Provided entries:
§ §
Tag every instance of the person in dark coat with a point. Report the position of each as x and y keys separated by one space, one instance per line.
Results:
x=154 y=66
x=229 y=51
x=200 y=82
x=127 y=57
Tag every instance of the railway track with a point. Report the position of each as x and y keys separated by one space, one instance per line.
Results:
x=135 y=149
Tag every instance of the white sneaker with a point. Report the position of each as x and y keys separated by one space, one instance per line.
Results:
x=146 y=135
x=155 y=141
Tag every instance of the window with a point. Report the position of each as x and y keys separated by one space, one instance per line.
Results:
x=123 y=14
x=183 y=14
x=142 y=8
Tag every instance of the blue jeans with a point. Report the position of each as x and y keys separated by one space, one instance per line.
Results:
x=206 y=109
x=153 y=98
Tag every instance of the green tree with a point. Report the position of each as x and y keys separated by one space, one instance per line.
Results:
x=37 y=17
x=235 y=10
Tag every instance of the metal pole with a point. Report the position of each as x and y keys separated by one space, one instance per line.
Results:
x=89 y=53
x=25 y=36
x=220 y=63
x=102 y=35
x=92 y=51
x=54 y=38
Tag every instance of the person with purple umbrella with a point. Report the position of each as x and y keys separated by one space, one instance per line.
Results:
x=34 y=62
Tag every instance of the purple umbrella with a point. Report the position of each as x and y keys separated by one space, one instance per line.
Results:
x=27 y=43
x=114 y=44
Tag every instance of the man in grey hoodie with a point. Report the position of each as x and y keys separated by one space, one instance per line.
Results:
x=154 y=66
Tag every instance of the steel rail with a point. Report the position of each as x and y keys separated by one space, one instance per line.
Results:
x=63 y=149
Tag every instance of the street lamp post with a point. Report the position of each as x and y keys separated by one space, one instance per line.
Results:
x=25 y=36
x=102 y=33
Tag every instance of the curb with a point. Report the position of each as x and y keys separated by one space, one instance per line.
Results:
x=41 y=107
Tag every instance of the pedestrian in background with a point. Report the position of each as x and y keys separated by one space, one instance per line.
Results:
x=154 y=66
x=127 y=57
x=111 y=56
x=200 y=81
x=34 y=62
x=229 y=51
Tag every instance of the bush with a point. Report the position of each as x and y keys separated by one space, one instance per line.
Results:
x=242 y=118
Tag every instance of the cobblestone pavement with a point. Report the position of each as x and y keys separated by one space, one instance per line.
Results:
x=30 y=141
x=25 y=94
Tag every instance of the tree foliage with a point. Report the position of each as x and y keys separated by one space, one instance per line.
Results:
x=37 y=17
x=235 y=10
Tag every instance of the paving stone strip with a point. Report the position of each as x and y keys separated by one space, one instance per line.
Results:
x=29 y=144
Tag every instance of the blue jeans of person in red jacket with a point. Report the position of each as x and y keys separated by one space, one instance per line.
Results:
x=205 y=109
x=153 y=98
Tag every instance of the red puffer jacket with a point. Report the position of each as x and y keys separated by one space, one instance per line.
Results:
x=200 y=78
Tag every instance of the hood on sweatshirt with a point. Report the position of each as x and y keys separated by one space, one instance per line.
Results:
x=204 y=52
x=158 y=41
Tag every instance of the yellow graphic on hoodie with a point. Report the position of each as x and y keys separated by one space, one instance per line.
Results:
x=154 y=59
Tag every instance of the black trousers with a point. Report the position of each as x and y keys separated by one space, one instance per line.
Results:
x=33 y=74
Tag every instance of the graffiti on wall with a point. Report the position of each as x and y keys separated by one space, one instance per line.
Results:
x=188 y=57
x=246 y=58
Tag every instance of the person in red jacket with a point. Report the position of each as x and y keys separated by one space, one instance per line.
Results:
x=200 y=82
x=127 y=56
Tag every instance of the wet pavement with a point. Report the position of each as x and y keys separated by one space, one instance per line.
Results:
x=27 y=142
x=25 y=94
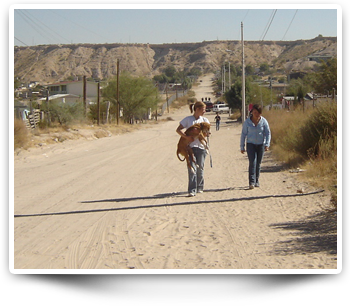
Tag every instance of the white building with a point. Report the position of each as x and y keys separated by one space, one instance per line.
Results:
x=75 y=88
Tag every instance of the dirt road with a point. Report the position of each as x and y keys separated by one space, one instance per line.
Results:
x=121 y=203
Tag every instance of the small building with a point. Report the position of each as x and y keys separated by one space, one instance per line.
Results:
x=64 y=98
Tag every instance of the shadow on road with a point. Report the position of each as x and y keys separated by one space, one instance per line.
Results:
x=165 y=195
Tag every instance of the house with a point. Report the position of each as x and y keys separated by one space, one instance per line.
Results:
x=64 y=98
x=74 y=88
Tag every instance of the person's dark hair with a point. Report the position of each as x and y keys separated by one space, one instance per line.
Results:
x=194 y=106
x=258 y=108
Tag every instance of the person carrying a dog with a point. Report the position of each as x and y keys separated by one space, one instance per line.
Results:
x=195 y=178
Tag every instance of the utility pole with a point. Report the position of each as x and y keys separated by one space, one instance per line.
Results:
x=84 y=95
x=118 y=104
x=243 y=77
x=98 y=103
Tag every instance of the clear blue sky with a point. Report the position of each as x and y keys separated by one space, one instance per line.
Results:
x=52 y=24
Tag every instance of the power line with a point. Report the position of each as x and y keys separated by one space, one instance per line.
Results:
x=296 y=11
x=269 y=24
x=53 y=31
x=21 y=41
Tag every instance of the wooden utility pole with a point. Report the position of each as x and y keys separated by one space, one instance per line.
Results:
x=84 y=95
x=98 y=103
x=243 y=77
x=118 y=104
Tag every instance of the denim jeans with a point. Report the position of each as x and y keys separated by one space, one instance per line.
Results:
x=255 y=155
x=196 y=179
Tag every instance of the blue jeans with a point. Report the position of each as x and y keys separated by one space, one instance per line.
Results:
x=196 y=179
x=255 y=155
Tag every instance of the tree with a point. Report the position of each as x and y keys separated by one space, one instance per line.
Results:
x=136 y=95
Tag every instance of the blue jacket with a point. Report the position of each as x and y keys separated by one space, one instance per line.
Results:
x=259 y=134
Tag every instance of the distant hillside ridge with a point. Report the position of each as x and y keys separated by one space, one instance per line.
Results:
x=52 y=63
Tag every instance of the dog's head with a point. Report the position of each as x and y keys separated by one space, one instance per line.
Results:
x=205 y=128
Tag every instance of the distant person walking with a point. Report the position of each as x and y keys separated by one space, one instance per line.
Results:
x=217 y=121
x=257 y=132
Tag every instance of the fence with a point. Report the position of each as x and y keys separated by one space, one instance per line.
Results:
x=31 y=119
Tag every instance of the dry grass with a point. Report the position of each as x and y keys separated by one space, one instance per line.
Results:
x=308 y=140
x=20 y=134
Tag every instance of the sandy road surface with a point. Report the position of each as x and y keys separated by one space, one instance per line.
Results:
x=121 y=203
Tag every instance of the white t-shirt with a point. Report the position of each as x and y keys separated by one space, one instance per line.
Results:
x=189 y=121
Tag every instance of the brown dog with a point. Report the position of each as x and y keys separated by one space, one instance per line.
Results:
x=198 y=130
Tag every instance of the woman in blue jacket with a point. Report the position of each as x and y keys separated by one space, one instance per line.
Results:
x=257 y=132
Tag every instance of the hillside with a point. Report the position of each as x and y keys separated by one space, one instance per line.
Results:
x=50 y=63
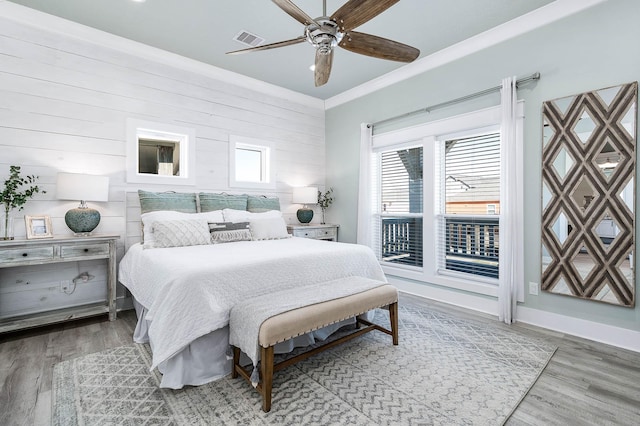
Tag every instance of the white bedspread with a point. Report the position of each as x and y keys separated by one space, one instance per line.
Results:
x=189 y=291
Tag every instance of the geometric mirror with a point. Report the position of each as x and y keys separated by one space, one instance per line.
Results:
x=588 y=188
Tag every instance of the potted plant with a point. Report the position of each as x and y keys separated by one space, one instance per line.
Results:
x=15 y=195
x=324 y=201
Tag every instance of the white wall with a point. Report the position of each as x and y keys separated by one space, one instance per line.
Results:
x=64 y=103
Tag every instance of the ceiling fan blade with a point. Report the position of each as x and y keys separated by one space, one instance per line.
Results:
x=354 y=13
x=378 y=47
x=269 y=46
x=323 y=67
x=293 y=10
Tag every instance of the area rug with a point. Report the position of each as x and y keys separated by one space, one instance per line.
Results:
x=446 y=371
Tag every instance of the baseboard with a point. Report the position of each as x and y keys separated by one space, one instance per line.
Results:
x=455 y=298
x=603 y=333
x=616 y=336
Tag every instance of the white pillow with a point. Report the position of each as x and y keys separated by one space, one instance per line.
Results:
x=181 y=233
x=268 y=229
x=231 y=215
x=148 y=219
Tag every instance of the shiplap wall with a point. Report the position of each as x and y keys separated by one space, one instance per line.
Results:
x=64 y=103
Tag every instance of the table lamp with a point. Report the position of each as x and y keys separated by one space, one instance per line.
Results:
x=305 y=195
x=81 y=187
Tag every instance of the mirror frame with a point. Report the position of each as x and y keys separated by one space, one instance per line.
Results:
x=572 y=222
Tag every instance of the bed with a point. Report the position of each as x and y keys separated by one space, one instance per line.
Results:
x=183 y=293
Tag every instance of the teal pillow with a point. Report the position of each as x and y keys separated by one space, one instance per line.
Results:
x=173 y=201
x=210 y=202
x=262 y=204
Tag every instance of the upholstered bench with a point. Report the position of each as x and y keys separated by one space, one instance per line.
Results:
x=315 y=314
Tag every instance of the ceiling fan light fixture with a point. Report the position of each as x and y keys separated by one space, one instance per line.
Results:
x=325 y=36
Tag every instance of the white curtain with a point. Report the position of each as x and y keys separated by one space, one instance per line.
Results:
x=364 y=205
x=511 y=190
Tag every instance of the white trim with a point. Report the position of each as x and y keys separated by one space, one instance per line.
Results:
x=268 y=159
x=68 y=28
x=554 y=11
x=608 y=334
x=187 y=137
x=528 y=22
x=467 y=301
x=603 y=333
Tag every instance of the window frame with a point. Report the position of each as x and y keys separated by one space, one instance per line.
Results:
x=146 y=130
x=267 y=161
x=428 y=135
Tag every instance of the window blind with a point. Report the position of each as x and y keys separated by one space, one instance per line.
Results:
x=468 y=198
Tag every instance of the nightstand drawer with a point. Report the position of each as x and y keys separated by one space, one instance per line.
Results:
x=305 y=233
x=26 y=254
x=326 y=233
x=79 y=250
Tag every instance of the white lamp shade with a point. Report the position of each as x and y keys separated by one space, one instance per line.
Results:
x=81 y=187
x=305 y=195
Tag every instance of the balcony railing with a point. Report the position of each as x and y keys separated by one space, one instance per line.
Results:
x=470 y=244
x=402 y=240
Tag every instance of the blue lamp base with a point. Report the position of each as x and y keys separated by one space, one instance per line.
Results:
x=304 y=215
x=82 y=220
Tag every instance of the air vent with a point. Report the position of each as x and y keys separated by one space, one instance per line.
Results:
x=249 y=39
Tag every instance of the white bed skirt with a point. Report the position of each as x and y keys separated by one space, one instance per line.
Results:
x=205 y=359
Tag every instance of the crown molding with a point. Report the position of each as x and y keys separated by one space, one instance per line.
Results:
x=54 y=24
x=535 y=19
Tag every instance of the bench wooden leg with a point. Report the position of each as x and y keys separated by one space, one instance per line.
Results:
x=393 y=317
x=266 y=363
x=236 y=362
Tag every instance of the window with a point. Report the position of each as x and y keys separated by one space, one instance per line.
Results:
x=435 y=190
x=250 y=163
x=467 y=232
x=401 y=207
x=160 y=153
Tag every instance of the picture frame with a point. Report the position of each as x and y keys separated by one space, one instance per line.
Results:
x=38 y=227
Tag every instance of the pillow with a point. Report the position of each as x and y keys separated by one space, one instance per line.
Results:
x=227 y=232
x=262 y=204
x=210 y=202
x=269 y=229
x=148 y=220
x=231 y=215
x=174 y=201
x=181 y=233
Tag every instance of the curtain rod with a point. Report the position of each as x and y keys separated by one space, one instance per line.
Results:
§ §
Copy out the lines from the entries above, starting with the line that contains "Tag every instance of the dry" and going on through the line that contains "x=189 y=121", with both of those lines included.

Tag every instance of the dry grass with a point. Report the position of each as x and y keys separated by one space, one instance per line.
Results:
x=308 y=140
x=20 y=134
Tag every instance of the sandy road surface with a point. Report the position of each as x and y keys separated by one space, one instance per line.
Results:
x=121 y=203
Tag every instance of the white t-shirt with a point. Report the position of each as x and y keys separated by one space, one instance per line.
Results:
x=189 y=121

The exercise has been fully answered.